- _PAGE TEXT_:
You are viewing a plain text version of this content. The canonical link for it is here.
Posted to user@beam.apache.org by Ismaël Mejía <ie...@gmail.com> on 2020/02/04 17:23:14 UTC
Re: Kafka Avro Schema Registry Support
Support for Confluent Schema Registry was merged into KafkaIO today. You can
test it with tomorrow's snapshots (version 2.20.0-SNAPSHOT) or just when
2.20.0
gets released. Notice that this was already possible, but Alexey took care
of
making this more user friendly because this is (was) a frequently requested
feature by Kafka/Avro users.
On Fri, Sep 28, 2018 at 6:58 PM Raghu Angadi <ra...@google.com> wrote:
> Looks like your producer writing a Avro specfic records.
>
> Can you read the records using bundled console consumer? I think it will
> be simpler for you to get it returning valid records and use the same
> deserializer config with your KafkaIO reader.
>
> On Fri, Sep 28, 2018 at 9:33 AM Vishwas Bm <bm...@gmail.com> wrote:
>
>> Hi Raghu,
>>
>> Thanks for the response. We are now trying with GenericAvroDeserializer
>> but still seeing issues.
>> We have a producer which sends messages to kafka in format
>> <String,GenericRecord>.
>>
>> Below is the code snippet, we have used at Beam KafkaIo.
>>
>> org.apache.avro.Schema schema = null;
>> try {
>> schema = new org.apache.avro.Schema.Parser().parse(new
>> File("Schema path"));
>> } catch (Exception e) {
>> e.printStackTrace();
>> }
>> KafkaIO.Read<String, GenericRecord> kafkaIoRead =
>> KafkaIO.<String, GenericRecord>read()
>>
>> .withBootstrapServers(bootstrapServerUrl).withTopic(topicName)
>> .withKeyDeserializer(StringDeserializer.class)
>>
>> .withValueDeserializerAndCoder(GenericAvroDeserializer.class,
>> AvroCoder.of(schema))
>>
>> .updateConsumerProperties(ImmutableMap.of("schema.registry.url", schemaUrl))
>> .withTimestampPolicyFactory((tp, prevWatermark) -> new
>> KafkaCustomTimestampPolicy(maxDelay,
>> timestampInfo, prevWatermark));
>>
>> Below is the error seen,
>>
>> Caused by:
>> avro.shaded.com.google.common.util.concurrent.UncheckedExecutionException:
>> org.apache.avro.AvroRuntimeException: Not a Specific class: interface
>> org.apache.avro.generic.GenericRecord
>> at
>> avro.shaded.com.google.common.cache.LocalCache$Segment.get(LocalCache.java:2234)
>> at
>> avro.shaded.com.google.common.cache.LocalCache.get(LocalCache.java:3965)

- _GIVEN TASK 1_:
Please reproduce verbatim the part of the Kafka thread that opens with the words containing "On Fri, Sep 28, 2018 at 6:58" and closes with "still seeing issues.".
The Kafka thread has no connection to the listing that comes after it.

- _MATERIAL TO PROCESS_:
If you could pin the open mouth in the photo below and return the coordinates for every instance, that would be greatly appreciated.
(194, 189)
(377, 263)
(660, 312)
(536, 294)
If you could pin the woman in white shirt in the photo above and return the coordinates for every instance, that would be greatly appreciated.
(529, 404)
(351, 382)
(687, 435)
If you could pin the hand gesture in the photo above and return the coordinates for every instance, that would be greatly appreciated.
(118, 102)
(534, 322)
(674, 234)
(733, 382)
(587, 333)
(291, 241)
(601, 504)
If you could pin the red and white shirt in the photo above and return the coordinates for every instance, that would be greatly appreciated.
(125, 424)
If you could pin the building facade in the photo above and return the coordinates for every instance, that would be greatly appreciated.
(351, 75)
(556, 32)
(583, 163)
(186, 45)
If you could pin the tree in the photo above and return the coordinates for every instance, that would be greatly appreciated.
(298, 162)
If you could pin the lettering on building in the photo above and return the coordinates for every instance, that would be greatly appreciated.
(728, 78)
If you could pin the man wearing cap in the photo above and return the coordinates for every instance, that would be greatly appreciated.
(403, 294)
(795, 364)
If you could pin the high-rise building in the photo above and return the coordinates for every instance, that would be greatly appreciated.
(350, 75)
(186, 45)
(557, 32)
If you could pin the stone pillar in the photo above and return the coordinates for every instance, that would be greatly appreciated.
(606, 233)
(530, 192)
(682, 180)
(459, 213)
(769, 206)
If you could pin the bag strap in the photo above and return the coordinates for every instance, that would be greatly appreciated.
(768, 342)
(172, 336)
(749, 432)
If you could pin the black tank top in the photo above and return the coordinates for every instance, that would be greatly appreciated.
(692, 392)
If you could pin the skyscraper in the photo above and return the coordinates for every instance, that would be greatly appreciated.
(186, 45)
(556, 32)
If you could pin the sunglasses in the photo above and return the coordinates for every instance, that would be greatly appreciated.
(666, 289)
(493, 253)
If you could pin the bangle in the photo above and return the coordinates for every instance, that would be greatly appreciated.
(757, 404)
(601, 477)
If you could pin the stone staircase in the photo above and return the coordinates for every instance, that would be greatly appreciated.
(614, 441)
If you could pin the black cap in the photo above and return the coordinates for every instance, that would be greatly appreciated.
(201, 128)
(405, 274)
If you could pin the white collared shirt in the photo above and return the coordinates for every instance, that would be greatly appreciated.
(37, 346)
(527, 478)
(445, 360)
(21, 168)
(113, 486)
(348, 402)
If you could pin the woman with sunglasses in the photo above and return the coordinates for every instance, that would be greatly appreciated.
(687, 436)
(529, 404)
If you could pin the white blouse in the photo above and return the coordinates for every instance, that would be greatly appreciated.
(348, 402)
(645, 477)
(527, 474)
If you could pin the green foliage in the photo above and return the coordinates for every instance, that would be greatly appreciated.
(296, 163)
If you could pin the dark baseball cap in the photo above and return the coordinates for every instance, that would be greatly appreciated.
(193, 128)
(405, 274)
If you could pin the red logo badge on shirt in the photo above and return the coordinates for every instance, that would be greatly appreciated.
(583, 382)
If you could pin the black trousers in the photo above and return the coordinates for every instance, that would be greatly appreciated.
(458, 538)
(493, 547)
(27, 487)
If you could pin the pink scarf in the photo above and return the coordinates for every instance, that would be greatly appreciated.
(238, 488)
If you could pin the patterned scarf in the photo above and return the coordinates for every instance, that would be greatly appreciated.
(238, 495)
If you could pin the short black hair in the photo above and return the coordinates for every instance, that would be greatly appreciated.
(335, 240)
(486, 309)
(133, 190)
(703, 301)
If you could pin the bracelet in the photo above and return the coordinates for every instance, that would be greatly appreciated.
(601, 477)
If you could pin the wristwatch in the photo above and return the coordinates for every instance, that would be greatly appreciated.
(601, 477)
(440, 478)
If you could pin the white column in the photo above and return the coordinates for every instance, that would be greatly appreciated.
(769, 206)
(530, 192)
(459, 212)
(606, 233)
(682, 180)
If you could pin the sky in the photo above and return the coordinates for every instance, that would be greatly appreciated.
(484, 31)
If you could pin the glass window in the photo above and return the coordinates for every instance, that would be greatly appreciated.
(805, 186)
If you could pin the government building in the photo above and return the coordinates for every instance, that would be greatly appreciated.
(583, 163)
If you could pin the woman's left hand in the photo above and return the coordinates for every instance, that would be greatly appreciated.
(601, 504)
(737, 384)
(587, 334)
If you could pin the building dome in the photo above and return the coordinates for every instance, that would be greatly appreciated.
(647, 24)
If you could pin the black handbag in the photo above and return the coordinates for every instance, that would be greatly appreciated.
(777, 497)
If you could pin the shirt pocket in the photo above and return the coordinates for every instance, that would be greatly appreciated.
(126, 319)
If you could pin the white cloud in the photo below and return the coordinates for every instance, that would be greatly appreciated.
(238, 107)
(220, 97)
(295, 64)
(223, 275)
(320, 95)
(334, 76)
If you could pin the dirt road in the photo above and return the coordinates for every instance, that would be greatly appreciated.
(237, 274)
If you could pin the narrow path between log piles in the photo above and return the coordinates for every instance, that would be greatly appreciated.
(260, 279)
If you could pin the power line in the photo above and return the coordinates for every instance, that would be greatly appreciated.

- _GIVEN TASK 2_:
Output the part of the listing that opens with the line containing "If you could pin the narrow" and runs through the end of the listing as a numbered list, leaving out blank lines.

- _WRITTEN SOLUTION 1_:
On Fri, Sep 28, 2018 at 6:58 PM Raghu Angadi <ra...@google.com> wrote:
> Looks like your producer writing a Avro specfic records.
>
> Can you read the records using bundled console consumer? I think it will
> be simpler for you to get it returning valid records and use the same
> deserializer config with your KafkaIO reader.
>
> On Fri, Sep 28, 2018 at 9:33 AM Vishwas Bm <bm...@gmail.com> wrote:
>
>> Hi Raghu,
>>
>> Thanks for the response. We are now trying with GenericAvroDeserializer
>> but still seeing issues.

- _WRITTEN SOLUTION 2_:
1. If you could pin the narrow path between log piles in the photo above and return the coordinates for every instance, that would be greatly appreciated.
2. (260, 279)
3. If you could pin the power line in the photo above and return the coordinates for every instance, that would be greatly appreciated.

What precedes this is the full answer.